■ Task brief
Rewrite the records below, changing every "Detector v3" to "Detector v4" and leaving everything else as it is.
======
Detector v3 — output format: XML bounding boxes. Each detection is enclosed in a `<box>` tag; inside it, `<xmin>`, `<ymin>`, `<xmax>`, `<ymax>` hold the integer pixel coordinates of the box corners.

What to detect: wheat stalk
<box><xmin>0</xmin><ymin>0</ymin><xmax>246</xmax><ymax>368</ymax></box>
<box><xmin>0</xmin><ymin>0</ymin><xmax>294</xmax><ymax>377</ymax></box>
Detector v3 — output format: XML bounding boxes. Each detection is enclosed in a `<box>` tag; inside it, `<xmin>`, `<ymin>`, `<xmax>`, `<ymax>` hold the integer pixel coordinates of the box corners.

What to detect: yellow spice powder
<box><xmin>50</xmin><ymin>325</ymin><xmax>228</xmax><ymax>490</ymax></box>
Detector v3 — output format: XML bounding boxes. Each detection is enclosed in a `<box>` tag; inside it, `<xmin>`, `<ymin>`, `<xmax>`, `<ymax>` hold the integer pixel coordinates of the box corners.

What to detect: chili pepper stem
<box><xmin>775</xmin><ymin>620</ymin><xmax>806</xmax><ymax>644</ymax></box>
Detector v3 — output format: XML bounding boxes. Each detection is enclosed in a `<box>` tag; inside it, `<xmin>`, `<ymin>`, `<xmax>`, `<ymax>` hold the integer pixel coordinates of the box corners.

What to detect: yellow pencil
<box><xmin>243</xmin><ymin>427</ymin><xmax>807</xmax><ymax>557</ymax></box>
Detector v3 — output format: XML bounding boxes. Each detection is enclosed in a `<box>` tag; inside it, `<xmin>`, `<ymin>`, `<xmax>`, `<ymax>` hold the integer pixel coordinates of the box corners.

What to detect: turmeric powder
======
■ Reply to the task
Detector v4 — output format: XML bounding boxes. Each detection is enclosed in a `<box>` tag; inside it, `<xmin>`, `<ymin>`, `<xmax>`, `<ymax>` hold the integer pixel coordinates of the box corners.

What to detect: wheat stalk
<box><xmin>0</xmin><ymin>0</ymin><xmax>246</xmax><ymax>368</ymax></box>
<box><xmin>0</xmin><ymin>0</ymin><xmax>294</xmax><ymax>377</ymax></box>
Detector v4 — output format: XML bounding boxes. Each detection is enclosed in a `<box>` tag; inside it, `<xmin>`, `<ymin>`, `<xmax>`, `<ymax>` hold the integer pixel coordinates of the box corners.

What to detect: yellow spice powder
<box><xmin>50</xmin><ymin>325</ymin><xmax>228</xmax><ymax>490</ymax></box>
Detector v4 — output format: XML bounding boxes. Each detection is enclosed in a `<box>` tag; inside it, `<xmin>`, `<ymin>`, `<xmax>`, `<ymax>` hold the integer pixel coordinates of the box corners.

What to detect: chili pepper stem
<box><xmin>775</xmin><ymin>620</ymin><xmax>806</xmax><ymax>644</ymax></box>
Detector v4 — output format: XML bounding boxes. Each detection is enclosed in a `<box>` tag; inside it, `<xmin>`, `<ymin>`, `<xmax>`, `<ymax>` hold the integer pixel coordinates of the box corners.

What to detect: yellow pencil
<box><xmin>243</xmin><ymin>427</ymin><xmax>807</xmax><ymax>557</ymax></box>
Detector v4 — output format: XML bounding boxes. Each detection is enclosed in a `<box>` tag; inside it, `<xmin>`, `<ymin>`, `<xmax>`, `<ymax>` hold the integer pixel coordinates of the box corners.

What to detect: turmeric powder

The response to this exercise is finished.